● **STATED EXERCISE**
Transcribe only the stretch of lines that opens with the line containing "Above is an image from the validation split. Locate the arched" and closes with the last line of the listing, skipping pictures.

======== THE INPUT

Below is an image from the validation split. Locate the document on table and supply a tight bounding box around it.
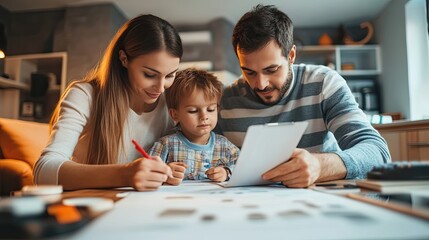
[70,182,429,240]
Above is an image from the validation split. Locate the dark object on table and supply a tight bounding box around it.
[367,161,429,180]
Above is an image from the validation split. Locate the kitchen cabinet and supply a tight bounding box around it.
[295,45,381,77]
[0,52,67,122]
[374,120,429,161]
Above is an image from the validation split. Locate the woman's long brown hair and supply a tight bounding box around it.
[50,15,183,164]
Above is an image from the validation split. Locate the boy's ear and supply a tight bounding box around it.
[119,50,128,68]
[168,108,178,123]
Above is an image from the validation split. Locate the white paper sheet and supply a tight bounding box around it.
[68,182,429,240]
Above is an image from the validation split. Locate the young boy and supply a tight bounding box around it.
[149,68,240,185]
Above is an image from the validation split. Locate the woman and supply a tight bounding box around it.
[34,15,183,191]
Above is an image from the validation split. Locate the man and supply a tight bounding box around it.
[217,5,391,187]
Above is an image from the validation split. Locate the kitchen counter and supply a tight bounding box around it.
[373,119,429,161]
[373,119,429,131]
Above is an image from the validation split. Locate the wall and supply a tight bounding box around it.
[375,0,429,120]
[405,0,429,119]
[0,5,11,74]
[374,0,410,118]
[53,4,127,82]
[0,4,127,82]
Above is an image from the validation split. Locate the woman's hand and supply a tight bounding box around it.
[126,156,172,191]
[166,162,188,186]
[206,167,228,182]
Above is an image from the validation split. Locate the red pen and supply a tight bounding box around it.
[131,139,150,159]
[131,139,173,178]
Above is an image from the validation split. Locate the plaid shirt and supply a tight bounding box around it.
[149,131,240,180]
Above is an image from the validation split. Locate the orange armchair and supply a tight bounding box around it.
[0,118,49,196]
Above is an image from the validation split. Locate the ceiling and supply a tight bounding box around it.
[0,0,391,27]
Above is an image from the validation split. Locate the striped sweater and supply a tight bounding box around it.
[216,64,391,179]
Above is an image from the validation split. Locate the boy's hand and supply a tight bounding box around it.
[166,162,188,186]
[206,167,228,182]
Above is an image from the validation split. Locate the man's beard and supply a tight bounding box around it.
[253,64,293,106]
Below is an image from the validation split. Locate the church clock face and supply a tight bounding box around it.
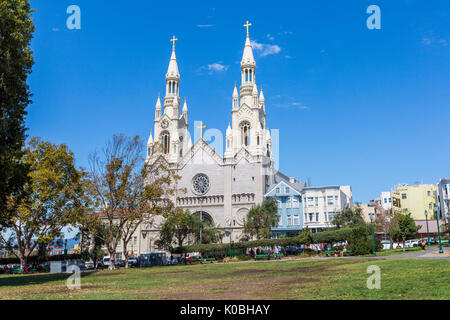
[161,119,169,129]
[192,173,209,194]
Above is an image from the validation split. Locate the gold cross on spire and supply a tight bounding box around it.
[170,36,178,51]
[197,121,206,139]
[244,20,252,35]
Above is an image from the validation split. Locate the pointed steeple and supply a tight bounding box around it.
[225,122,232,136]
[253,83,258,96]
[183,97,187,113]
[166,36,180,79]
[155,95,162,120]
[241,21,256,66]
[147,131,153,146]
[233,82,239,98]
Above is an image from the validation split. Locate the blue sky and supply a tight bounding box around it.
[27,0,450,202]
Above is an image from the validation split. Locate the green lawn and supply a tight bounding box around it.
[0,258,450,300]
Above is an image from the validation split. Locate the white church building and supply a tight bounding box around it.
[108,22,352,258]
[118,23,294,253]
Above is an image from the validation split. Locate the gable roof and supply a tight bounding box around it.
[264,180,305,197]
[178,138,223,169]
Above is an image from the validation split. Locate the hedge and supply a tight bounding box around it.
[0,254,81,265]
[171,227,367,255]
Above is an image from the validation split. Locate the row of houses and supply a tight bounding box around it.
[265,178,353,238]
[358,178,450,240]
[362,178,450,223]
[265,178,450,239]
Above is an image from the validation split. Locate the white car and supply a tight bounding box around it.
[381,240,395,250]
[392,242,403,249]
[405,239,419,248]
[102,256,111,267]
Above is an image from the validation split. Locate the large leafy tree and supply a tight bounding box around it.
[88,135,179,269]
[0,138,85,266]
[244,197,280,239]
[390,212,420,250]
[0,0,34,228]
[156,208,198,251]
[331,206,366,228]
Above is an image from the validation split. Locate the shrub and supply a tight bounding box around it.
[348,239,383,255]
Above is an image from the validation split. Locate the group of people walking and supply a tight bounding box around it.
[247,245,284,259]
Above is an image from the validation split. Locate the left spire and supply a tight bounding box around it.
[166,36,180,79]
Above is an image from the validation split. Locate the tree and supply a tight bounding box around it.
[331,206,366,229]
[155,208,197,251]
[0,0,34,226]
[192,213,225,244]
[391,212,420,250]
[0,138,85,266]
[373,209,392,246]
[244,197,280,239]
[88,135,179,269]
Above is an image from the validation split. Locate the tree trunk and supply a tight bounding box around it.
[19,253,27,270]
[108,248,116,270]
[123,240,128,269]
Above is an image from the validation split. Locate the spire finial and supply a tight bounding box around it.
[244,20,252,37]
[170,36,178,51]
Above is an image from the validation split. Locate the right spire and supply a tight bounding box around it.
[241,21,256,67]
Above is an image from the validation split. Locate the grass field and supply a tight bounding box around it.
[0,258,450,300]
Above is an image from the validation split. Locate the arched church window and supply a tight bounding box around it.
[241,121,250,147]
[161,131,170,154]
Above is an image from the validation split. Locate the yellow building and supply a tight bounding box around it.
[391,184,437,220]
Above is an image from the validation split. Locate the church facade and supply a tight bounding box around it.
[140,23,287,245]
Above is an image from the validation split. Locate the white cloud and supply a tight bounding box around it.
[272,95,310,110]
[251,40,281,57]
[208,62,228,72]
[278,30,294,36]
[197,61,228,74]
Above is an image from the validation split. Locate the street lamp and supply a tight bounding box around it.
[227,228,233,260]
[369,212,377,256]
[434,203,444,253]
[425,210,430,245]
[199,197,205,244]
[64,239,67,260]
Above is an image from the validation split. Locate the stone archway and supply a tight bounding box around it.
[194,210,214,226]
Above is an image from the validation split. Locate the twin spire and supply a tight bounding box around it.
[241,21,256,66]
[166,36,180,79]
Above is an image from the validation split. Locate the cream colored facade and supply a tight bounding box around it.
[302,186,353,232]
[391,184,437,220]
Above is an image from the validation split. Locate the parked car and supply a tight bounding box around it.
[405,239,420,248]
[381,240,391,250]
[116,259,125,267]
[102,256,111,267]
[128,257,137,267]
[392,242,403,249]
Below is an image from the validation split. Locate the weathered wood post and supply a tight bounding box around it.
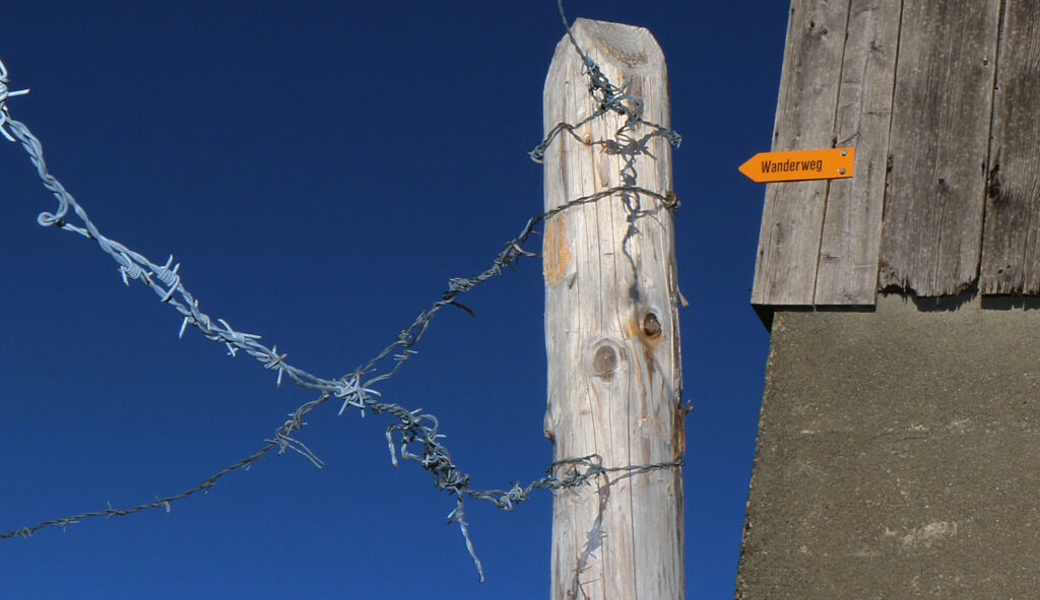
[544,19,684,600]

================

● **RESULT OF THE EXERCISE**
Above is an image from the validation split. Locate the arched church window and supply a tight bounding box around it.
[241,121,250,147]
[161,131,170,154]
Above is an image from the validation split. Locate the yellow building and supply a tight bounding box around it.
[391,184,437,220]
Above is an image from the validation split. Locate the church facade and supply a tight bounding box around it.
[140,23,287,245]
Above is an image from the validation split. Locate the white cloud and supply a tight bounding box around it.
[272,95,310,110]
[251,40,281,57]
[208,62,228,72]
[278,30,294,36]
[197,61,228,74]
Above is an image from the validation split. Locate the street lamp and supply a tight bounding box around it.
[227,228,233,260]
[369,212,377,256]
[434,203,444,253]
[425,210,430,245]
[199,197,205,244]
[64,239,67,260]
Above is an image from the validation split. Locate the stone archway and supply a tight bounding box around it.
[194,210,214,226]
Above is an image from the validation split. Locate the twin spire and supply a tight bounding box around it.
[241,21,256,66]
[166,36,180,79]
Above is an image from the validation split. Locate the cream colored facade and supply a tight bounding box around it.
[302,186,353,232]
[391,184,437,220]
Above is an image from the validation split. Locate the parked car and supply a tight bounding box around it.
[405,239,420,248]
[381,240,391,250]
[116,259,125,267]
[102,256,111,267]
[128,257,137,267]
[392,242,403,249]
Below is an image from the validation split. Locate the weathered wood post and supply a tight bounding box around it.
[544,19,684,600]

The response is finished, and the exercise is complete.